Sayfa alıntısı
28 Ekim 2016 Cuma

Anarşi

Hep hayal kırıklığı... Mesela son günün olsa ve "Yaşadığın iyi bir hayat mıydı?" diye sorsalar,  ne derdin kısmına hiç takılmıyorum. Benim için önemli olan "Neye göre cevap verirdin? Büyük resme göre mi? Yoksa beyninin içini tırmalayan beyninden atamadığın bir kaç anıya göre mi?" Çünkü kendi adıma ben, bazen o büyük resimden hızla uzaklaştığımı hissediyorum. Duygular, düşünceler ve davranışlar asla birleşmeyeceğiz diye haykırarak isyan ediyorlar. Bu bir başkaldırı. Araya bir müzik giriyor, sevdiğim bir oyuncu dönüp büyük bir laf ediyor ve bu üçlü tahmin bile edemeyeceğin uzaklıktaki uçlara savruluyorlar.
Sıvı kaybına yol açan gözyaşlarımın açığını kapatmak için gidip mutfaktan su alıp içiyorum ve bu kadar zor olmak zorunda mı diye düşünmeden edemiyorum. Şu "Akıllanmadıkça aynı şeyi defalarca yaşarsın" muhabbeti işte. Yapılması gerekeni bilirsin de kılını kıpırdatmak istemezsin ya... Aynen öyle. Olması gerekenlerle olanlar arasında geçen şu hayatımızda, verdiğimiz kararların ne kadarı gerçekten bize ait? Ne kadarında bir bütünlük var? Ne kadarını eylemlerle destekleyebiliyoruz?

Verilen kayıtlar
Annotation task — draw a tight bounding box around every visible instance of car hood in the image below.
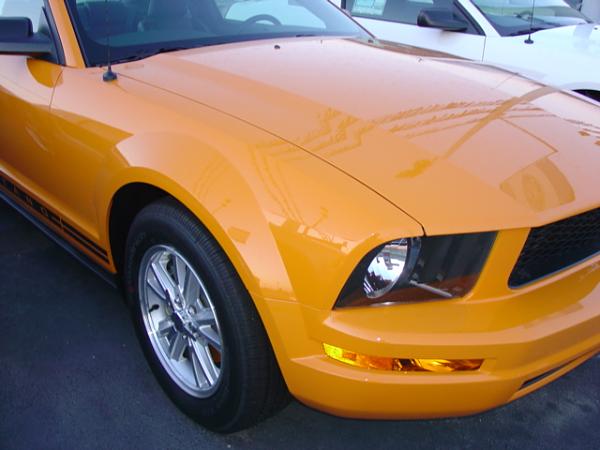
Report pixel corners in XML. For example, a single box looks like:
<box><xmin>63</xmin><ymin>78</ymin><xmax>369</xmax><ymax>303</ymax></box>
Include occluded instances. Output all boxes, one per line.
<box><xmin>118</xmin><ymin>38</ymin><xmax>600</xmax><ymax>234</ymax></box>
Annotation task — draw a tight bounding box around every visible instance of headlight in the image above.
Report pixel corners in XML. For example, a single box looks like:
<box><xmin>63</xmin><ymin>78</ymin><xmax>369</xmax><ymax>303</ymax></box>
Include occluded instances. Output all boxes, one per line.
<box><xmin>363</xmin><ymin>238</ymin><xmax>420</xmax><ymax>299</ymax></box>
<box><xmin>335</xmin><ymin>233</ymin><xmax>496</xmax><ymax>308</ymax></box>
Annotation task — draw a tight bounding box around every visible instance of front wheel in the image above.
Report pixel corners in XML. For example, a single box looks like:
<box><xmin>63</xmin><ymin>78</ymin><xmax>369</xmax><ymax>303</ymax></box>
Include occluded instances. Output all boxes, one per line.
<box><xmin>124</xmin><ymin>199</ymin><xmax>287</xmax><ymax>432</ymax></box>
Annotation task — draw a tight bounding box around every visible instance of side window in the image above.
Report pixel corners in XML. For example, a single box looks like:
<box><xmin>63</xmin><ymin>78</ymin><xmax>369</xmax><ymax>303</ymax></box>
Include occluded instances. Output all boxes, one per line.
<box><xmin>346</xmin><ymin>0</ymin><xmax>479</xmax><ymax>34</ymax></box>
<box><xmin>0</xmin><ymin>0</ymin><xmax>45</xmax><ymax>33</ymax></box>
<box><xmin>223</xmin><ymin>0</ymin><xmax>327</xmax><ymax>30</ymax></box>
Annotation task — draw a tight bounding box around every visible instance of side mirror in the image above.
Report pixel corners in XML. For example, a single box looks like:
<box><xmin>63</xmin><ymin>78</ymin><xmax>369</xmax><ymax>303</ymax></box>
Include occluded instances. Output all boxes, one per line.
<box><xmin>0</xmin><ymin>17</ymin><xmax>52</xmax><ymax>56</ymax></box>
<box><xmin>417</xmin><ymin>8</ymin><xmax>467</xmax><ymax>31</ymax></box>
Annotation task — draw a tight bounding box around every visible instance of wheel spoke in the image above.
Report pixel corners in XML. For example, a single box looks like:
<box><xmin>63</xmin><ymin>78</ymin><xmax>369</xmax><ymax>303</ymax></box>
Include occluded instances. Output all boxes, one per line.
<box><xmin>192</xmin><ymin>308</ymin><xmax>217</xmax><ymax>327</ymax></box>
<box><xmin>183</xmin><ymin>272</ymin><xmax>200</xmax><ymax>305</ymax></box>
<box><xmin>173</xmin><ymin>256</ymin><xmax>191</xmax><ymax>292</ymax></box>
<box><xmin>146</xmin><ymin>270</ymin><xmax>167</xmax><ymax>300</ymax></box>
<box><xmin>169</xmin><ymin>332</ymin><xmax>187</xmax><ymax>361</ymax></box>
<box><xmin>156</xmin><ymin>319</ymin><xmax>176</xmax><ymax>337</ymax></box>
<box><xmin>150</xmin><ymin>261</ymin><xmax>177</xmax><ymax>300</ymax></box>
<box><xmin>191</xmin><ymin>341</ymin><xmax>219</xmax><ymax>386</ymax></box>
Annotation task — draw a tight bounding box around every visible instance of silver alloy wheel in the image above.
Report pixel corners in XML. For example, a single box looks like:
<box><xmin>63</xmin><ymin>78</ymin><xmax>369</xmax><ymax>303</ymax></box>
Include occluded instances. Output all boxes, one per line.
<box><xmin>138</xmin><ymin>245</ymin><xmax>224</xmax><ymax>398</ymax></box>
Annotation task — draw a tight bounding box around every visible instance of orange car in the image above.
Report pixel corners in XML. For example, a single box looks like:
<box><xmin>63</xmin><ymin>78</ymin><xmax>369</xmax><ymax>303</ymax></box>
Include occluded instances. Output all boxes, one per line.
<box><xmin>0</xmin><ymin>0</ymin><xmax>600</xmax><ymax>432</ymax></box>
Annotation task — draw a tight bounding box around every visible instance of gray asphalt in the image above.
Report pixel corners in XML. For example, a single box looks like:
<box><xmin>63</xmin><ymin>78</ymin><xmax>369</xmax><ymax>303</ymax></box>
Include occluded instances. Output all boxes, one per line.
<box><xmin>0</xmin><ymin>200</ymin><xmax>600</xmax><ymax>450</ymax></box>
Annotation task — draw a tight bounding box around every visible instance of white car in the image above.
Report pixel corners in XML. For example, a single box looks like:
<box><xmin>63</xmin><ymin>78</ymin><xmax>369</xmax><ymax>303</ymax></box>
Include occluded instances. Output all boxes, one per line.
<box><xmin>332</xmin><ymin>0</ymin><xmax>600</xmax><ymax>101</ymax></box>
<box><xmin>581</xmin><ymin>0</ymin><xmax>600</xmax><ymax>23</ymax></box>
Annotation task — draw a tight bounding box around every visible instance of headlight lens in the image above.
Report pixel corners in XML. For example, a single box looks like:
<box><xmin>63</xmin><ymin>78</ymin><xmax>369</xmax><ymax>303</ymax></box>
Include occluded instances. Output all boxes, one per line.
<box><xmin>335</xmin><ymin>233</ymin><xmax>496</xmax><ymax>308</ymax></box>
<box><xmin>363</xmin><ymin>238</ymin><xmax>420</xmax><ymax>299</ymax></box>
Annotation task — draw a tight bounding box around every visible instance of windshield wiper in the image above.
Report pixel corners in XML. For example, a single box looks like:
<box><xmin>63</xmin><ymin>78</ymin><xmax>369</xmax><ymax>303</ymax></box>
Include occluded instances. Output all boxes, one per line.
<box><xmin>113</xmin><ymin>46</ymin><xmax>193</xmax><ymax>64</ymax></box>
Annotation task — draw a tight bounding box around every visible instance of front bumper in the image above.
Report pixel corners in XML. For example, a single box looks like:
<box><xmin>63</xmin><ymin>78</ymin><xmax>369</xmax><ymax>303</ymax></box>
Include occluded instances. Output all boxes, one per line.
<box><xmin>266</xmin><ymin>236</ymin><xmax>600</xmax><ymax>419</ymax></box>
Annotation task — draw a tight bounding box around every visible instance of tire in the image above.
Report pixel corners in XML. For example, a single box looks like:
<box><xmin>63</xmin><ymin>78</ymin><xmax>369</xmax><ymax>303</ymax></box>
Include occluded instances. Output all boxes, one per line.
<box><xmin>123</xmin><ymin>198</ymin><xmax>289</xmax><ymax>433</ymax></box>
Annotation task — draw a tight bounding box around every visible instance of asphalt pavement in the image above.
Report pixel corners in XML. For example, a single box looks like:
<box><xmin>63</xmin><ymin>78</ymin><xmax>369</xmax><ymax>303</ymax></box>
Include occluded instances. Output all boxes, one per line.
<box><xmin>0</xmin><ymin>200</ymin><xmax>600</xmax><ymax>450</ymax></box>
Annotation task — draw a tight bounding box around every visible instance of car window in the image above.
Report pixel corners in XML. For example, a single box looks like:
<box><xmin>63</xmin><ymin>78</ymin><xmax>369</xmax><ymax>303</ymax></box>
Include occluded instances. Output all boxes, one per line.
<box><xmin>472</xmin><ymin>0</ymin><xmax>589</xmax><ymax>36</ymax></box>
<box><xmin>223</xmin><ymin>0</ymin><xmax>326</xmax><ymax>30</ymax></box>
<box><xmin>65</xmin><ymin>0</ymin><xmax>369</xmax><ymax>66</ymax></box>
<box><xmin>346</xmin><ymin>0</ymin><xmax>479</xmax><ymax>34</ymax></box>
<box><xmin>0</xmin><ymin>0</ymin><xmax>44</xmax><ymax>32</ymax></box>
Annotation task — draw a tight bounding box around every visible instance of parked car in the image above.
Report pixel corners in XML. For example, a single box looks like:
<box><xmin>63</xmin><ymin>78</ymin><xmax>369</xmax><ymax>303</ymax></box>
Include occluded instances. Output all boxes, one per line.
<box><xmin>580</xmin><ymin>0</ymin><xmax>600</xmax><ymax>24</ymax></box>
<box><xmin>334</xmin><ymin>0</ymin><xmax>600</xmax><ymax>101</ymax></box>
<box><xmin>0</xmin><ymin>0</ymin><xmax>600</xmax><ymax>432</ymax></box>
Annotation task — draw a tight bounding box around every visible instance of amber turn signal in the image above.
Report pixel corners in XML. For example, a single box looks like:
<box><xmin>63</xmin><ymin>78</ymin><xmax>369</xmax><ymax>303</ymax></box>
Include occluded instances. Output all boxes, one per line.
<box><xmin>323</xmin><ymin>344</ymin><xmax>483</xmax><ymax>373</ymax></box>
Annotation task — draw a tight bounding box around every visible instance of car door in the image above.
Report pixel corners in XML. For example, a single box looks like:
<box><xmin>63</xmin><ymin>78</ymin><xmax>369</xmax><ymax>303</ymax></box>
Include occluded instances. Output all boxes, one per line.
<box><xmin>341</xmin><ymin>0</ymin><xmax>485</xmax><ymax>60</ymax></box>
<box><xmin>0</xmin><ymin>0</ymin><xmax>62</xmax><ymax>213</ymax></box>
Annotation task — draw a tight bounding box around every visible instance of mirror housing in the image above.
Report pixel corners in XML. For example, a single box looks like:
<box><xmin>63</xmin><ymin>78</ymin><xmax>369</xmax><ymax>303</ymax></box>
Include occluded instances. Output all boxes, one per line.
<box><xmin>0</xmin><ymin>17</ymin><xmax>53</xmax><ymax>56</ymax></box>
<box><xmin>417</xmin><ymin>8</ymin><xmax>468</xmax><ymax>31</ymax></box>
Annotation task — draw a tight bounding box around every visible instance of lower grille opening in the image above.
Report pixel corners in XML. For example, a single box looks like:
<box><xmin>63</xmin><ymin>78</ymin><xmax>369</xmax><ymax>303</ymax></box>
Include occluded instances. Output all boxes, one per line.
<box><xmin>519</xmin><ymin>363</ymin><xmax>570</xmax><ymax>390</ymax></box>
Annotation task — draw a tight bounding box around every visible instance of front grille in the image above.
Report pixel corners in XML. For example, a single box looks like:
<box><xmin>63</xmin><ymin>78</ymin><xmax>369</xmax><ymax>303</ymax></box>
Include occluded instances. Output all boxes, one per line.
<box><xmin>508</xmin><ymin>208</ymin><xmax>600</xmax><ymax>288</ymax></box>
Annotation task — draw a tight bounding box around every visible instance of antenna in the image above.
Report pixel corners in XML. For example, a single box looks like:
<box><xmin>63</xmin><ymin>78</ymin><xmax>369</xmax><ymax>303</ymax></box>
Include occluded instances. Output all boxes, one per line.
<box><xmin>102</xmin><ymin>0</ymin><xmax>117</xmax><ymax>83</ymax></box>
<box><xmin>525</xmin><ymin>0</ymin><xmax>535</xmax><ymax>44</ymax></box>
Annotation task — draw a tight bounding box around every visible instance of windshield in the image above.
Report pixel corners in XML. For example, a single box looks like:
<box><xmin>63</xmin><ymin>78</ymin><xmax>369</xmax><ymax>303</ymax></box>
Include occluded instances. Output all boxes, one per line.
<box><xmin>471</xmin><ymin>0</ymin><xmax>589</xmax><ymax>36</ymax></box>
<box><xmin>65</xmin><ymin>0</ymin><xmax>368</xmax><ymax>66</ymax></box>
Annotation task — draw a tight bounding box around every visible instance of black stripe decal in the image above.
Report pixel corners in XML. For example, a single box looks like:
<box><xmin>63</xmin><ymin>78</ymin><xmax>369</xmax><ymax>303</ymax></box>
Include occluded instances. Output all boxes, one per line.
<box><xmin>0</xmin><ymin>173</ymin><xmax>109</xmax><ymax>263</ymax></box>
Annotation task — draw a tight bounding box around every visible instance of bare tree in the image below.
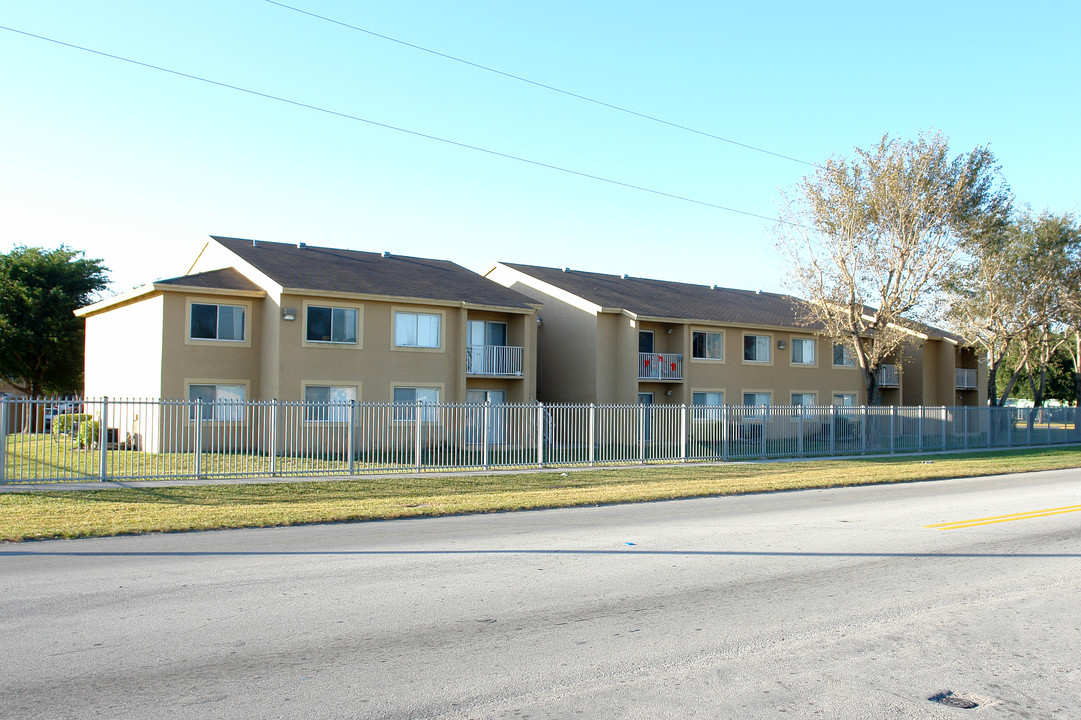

Alıştırma yönergeleri
1. Sayfa alıntısında "28 Ekim 2016" ifadesinden "uzaklıktaki uçlara savruluyorlar." ifadesine kadar olan bölümü değiştirmeden yazın.
2. "Anarşi" başlıklı yazıda asla birleşmeyeceklerini haykırarak isyan ettiği söylenen şeyleri sıralayın.

Görevlerin cevapları
1.
28 Ekim 2016 Cuma

Anarşi

Hep hayal kırıklığı... Mesela son günün olsa ve "Yaşadığın iyi bir hayat mıydı?" diye sorsalar,  ne derdin kısmına hiç takılmıyorum. Benim için önemli olan "Neye göre cevap verirdin? Büyük resme göre mi? Yoksa beyninin içini tırmalayan beyninden atamadığın bir kaç anıya göre mi?" Çünkü kendi adıma ben, bazen o büyük resimden hızla uzaklaştığımı hissediyorum. Duygular, düşünceler ve davranışlar asla birleşmeyeceğiz diye haykırarak isyan ediyorlar. Bu bir başkaldırı. Araya bir müzik giriyor, sevdiğim bir oyuncu dönüp büyük bir laf ediyor ve bu üçlü tahmin bile edemeyeceğin uzaklıktaki uçlara savruluyorlar.

2. Duygular, düşünceler, davranışlar